**** DATA FOR PROCESSING

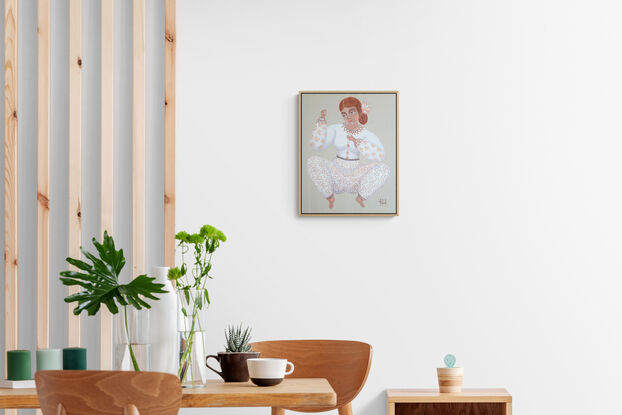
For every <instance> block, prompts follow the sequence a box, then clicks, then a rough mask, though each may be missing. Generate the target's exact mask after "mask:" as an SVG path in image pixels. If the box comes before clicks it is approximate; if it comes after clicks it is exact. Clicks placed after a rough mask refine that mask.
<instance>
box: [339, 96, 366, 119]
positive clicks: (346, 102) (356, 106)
mask: <svg viewBox="0 0 622 415" xmlns="http://www.w3.org/2000/svg"><path fill="white" fill-rule="evenodd" d="M346 107H355V108H356V110H357V111H358V112H359V122H360V123H361V124H367V114H363V109H362V107H361V101H359V100H358V99H356V98H354V97H348V98H344V99H342V100H341V102H340V103H339V111H343V109H344V108H346Z"/></svg>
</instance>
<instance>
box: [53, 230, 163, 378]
mask: <svg viewBox="0 0 622 415" xmlns="http://www.w3.org/2000/svg"><path fill="white" fill-rule="evenodd" d="M93 245H94V246H95V249H96V250H97V254H93V253H91V252H88V251H86V250H85V249H83V248H82V247H80V251H82V255H83V256H84V258H86V259H87V260H89V261H90V262H91V263H90V264H89V263H88V262H85V261H81V260H79V259H75V258H67V259H66V260H67V262H68V263H69V264H70V265H73V266H74V267H76V268H77V271H72V270H69V271H63V272H61V273H60V275H61V278H60V280H61V282H62V283H63V285H66V286H69V287H71V286H79V287H81V288H82V290H81V291H79V292H77V293H75V294H71V295H69V296H67V297H65V302H66V303H73V302H76V303H77V305H76V307H75V308H74V310H73V314H75V315H79V314H80V313H81V312H82V311H85V310H86V312H87V314H88V315H89V316H94V315H96V314H97V312H98V311H99V309H100V308H101V306H102V304H103V305H105V306H106V307H107V308H108V310H109V311H110V313H112V314H118V313H119V307H121V308H122V309H123V317H122V320H121V323H122V327H123V328H124V331H125V334H126V335H127V339H128V341H127V345H128V347H129V354H130V358H131V363H132V367H133V369H134V370H136V371H139V370H140V367H139V364H138V360H137V358H136V354H135V353H134V349H133V347H132V340H131V339H132V338H134V337H135V335H134V336H133V335H132V333H131V332H130V327H132V325H129V324H128V308H133V309H135V310H142V309H144V308H145V309H149V308H151V306H150V305H149V303H148V302H147V299H150V300H157V299H158V297H156V296H155V294H164V293H166V292H167V291H166V290H164V289H163V287H164V285H163V284H157V283H155V282H154V280H155V278H151V277H148V276H147V275H139V276H137V277H136V278H134V279H133V280H132V281H131V282H129V283H128V284H121V283H119V275H120V273H121V270H122V269H123V267H124V266H125V257H124V256H123V250H122V249H120V250H118V251H117V250H116V248H115V245H114V239H113V238H112V236H110V235H108V232H104V239H103V241H102V243H99V242H97V240H96V239H95V238H93ZM131 311H132V310H130V312H131ZM136 328H137V329H138V328H140V327H136ZM147 364H148V362H147Z"/></svg>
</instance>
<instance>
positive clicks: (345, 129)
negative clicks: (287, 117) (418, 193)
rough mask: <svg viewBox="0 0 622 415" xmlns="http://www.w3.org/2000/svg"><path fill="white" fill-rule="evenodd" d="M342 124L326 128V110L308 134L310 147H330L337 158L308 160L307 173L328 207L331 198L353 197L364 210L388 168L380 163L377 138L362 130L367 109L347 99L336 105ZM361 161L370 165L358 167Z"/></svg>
mask: <svg viewBox="0 0 622 415" xmlns="http://www.w3.org/2000/svg"><path fill="white" fill-rule="evenodd" d="M339 111H340V112H341V116H342V117H343V123H341V124H333V125H328V123H327V122H326V110H322V111H321V113H320V118H319V119H318V120H317V122H316V124H315V128H314V129H313V133H312V134H311V147H312V148H313V149H315V150H324V149H325V148H328V147H329V146H331V145H334V146H335V148H336V150H337V155H336V157H335V158H334V159H333V160H326V159H325V158H322V157H319V156H311V157H309V159H308V160H307V172H308V173H309V176H310V177H311V181H312V182H313V184H314V185H315V187H316V188H317V190H318V191H319V192H320V193H321V194H322V196H324V198H326V200H328V207H329V208H332V207H333V205H334V203H335V194H336V193H337V194H339V193H352V194H356V201H357V202H358V203H359V204H360V205H361V207H365V203H364V202H365V200H367V199H368V198H369V197H370V196H371V195H373V194H374V193H375V192H376V191H377V190H378V189H379V188H380V187H382V185H384V183H385V182H386V181H387V178H388V177H389V174H390V169H389V167H388V166H387V165H386V164H384V163H381V161H382V160H383V159H384V147H383V146H382V143H381V142H380V140H379V139H378V137H377V136H376V135H375V134H374V133H372V132H371V131H369V130H368V129H366V128H365V124H366V123H367V119H368V117H367V113H368V112H369V107H368V106H367V105H362V104H361V101H359V100H358V99H356V98H353V97H349V98H345V99H343V100H342V101H341V102H340V103H339ZM361 158H366V159H369V160H371V161H372V162H371V163H361Z"/></svg>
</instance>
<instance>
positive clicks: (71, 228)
mask: <svg viewBox="0 0 622 415" xmlns="http://www.w3.org/2000/svg"><path fill="white" fill-rule="evenodd" d="M18 2H19V0H5V3H4V4H5V34H4V35H5V38H4V41H5V68H4V70H5V96H4V99H5V106H4V109H5V114H4V115H5V120H4V121H5V131H4V133H5V134H4V158H5V171H4V180H5V194H4V197H5V211H4V213H5V217H4V220H5V252H4V258H5V263H4V267H5V287H4V288H5V291H4V296H5V310H4V322H5V342H4V346H5V347H4V351H3V353H4V352H5V351H6V350H10V349H16V348H18V347H19V342H18V321H19V320H18V269H19V267H18V197H17V196H18V175H17V172H18V170H17V162H18V157H17V150H18V143H17V140H18V135H17V130H18V114H17V100H18V97H17V86H18V82H17V77H18V73H17V41H18ZM54 4H55V3H54V2H51V1H49V0H37V9H38V13H37V32H38V35H37V36H38V42H37V56H38V63H37V65H38V67H37V82H38V98H37V119H38V124H37V149H36V151H37V268H36V269H37V273H36V280H37V312H36V318H37V347H38V348H46V347H49V344H50V307H49V305H50V289H49V288H50V110H51V107H50V86H51V78H50V51H51V48H50V10H51V7H54ZM164 4H165V13H166V14H165V30H166V33H165V35H164V41H165V102H164V104H165V148H164V154H165V165H164V171H165V178H164V179H165V185H164V195H163V196H164V197H163V199H164V200H163V203H164V226H165V228H164V237H165V242H164V247H165V253H164V261H165V264H166V265H168V266H173V265H174V262H175V239H174V236H175V108H176V106H175V59H176V58H175V53H176V52H175V47H176V22H175V20H176V0H164ZM101 6H102V7H101V19H102V21H101V22H102V43H101V53H102V57H101V58H102V59H101V60H102V68H101V71H102V72H101V105H102V108H101V148H100V151H101V154H100V155H101V183H100V186H101V188H100V191H101V218H100V227H101V233H102V234H103V232H104V231H105V230H107V231H108V232H109V233H111V234H112V230H113V225H114V223H113V219H114V215H113V210H114V207H113V200H114V199H113V196H114V175H113V171H114V151H113V150H114V128H113V126H114V113H113V110H114V108H113V105H114V95H113V91H114V67H113V63H114V48H113V45H114V1H113V0H103V1H102V2H101ZM145 12H146V1H145V0H133V91H132V93H133V95H132V124H133V127H132V189H133V190H132V223H133V229H132V247H133V250H132V251H133V258H132V259H133V275H134V276H136V275H138V274H142V273H144V272H145V271H146V270H145V249H146V241H145V236H146V235H145V213H146V212H145V211H146V204H145V196H146V195H145V188H146V169H145V168H146V142H145V140H146V136H145V128H146V105H145V104H146V102H145V99H146V94H145V92H146V91H145V88H146V82H145V81H146V59H145V58H146V56H145V53H146V30H145V29H146V27H145V26H146V19H145V18H146V13H145ZM69 25H70V27H69V59H70V62H69V91H68V93H69V137H68V144H69V149H68V150H69V163H68V176H69V191H68V193H69V194H68V199H69V206H68V214H69V224H68V227H69V229H68V240H67V243H68V254H69V256H71V257H75V258H79V257H80V256H81V255H80V245H81V238H82V223H81V222H82V208H81V191H82V178H81V176H82V169H81V162H82V160H81V158H82V157H81V151H82V148H81V146H82V145H81V141H82V139H81V127H82V111H81V105H82V97H81V95H82V87H81V84H82V73H81V72H82V66H83V65H82V39H81V38H82V27H81V26H82V0H69ZM31 151H35V150H34V149H33V150H31ZM76 291H77V289H71V290H69V292H70V293H74V292H76ZM54 301H56V300H54ZM72 310H73V307H69V315H68V323H69V324H68V338H67V344H66V345H68V346H79V345H80V344H81V339H80V336H81V330H80V318H79V317H77V316H74V315H73V313H72ZM100 313H101V332H100V335H101V359H100V366H101V368H102V369H110V368H112V361H113V343H112V334H113V329H112V326H113V324H112V316H111V315H110V313H109V312H108V311H107V310H106V309H102V310H101V311H100ZM59 346H61V347H62V346H65V345H59ZM5 370H6V369H5ZM5 413H6V414H10V415H13V414H16V411H15V410H6V411H5Z"/></svg>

********

ABOUT THIS EXERCISE: With the pictures left out, restate word for word every line of the data above, from the first down to the line that contains "box: [339, 96, 366, 119]".

EXERCISE ANSWER:
For every <instance> block, prompts follow the sequence a box, then clicks, then a rough mask, though each may be missing. Generate the target's exact mask after "mask:" as an SVG path in image pixels. If the box comes before clicks it is approximate; if it comes after clicks it is exact. Clicks placed after a rough mask refine that mask.
<instance>
box: [339, 96, 366, 119]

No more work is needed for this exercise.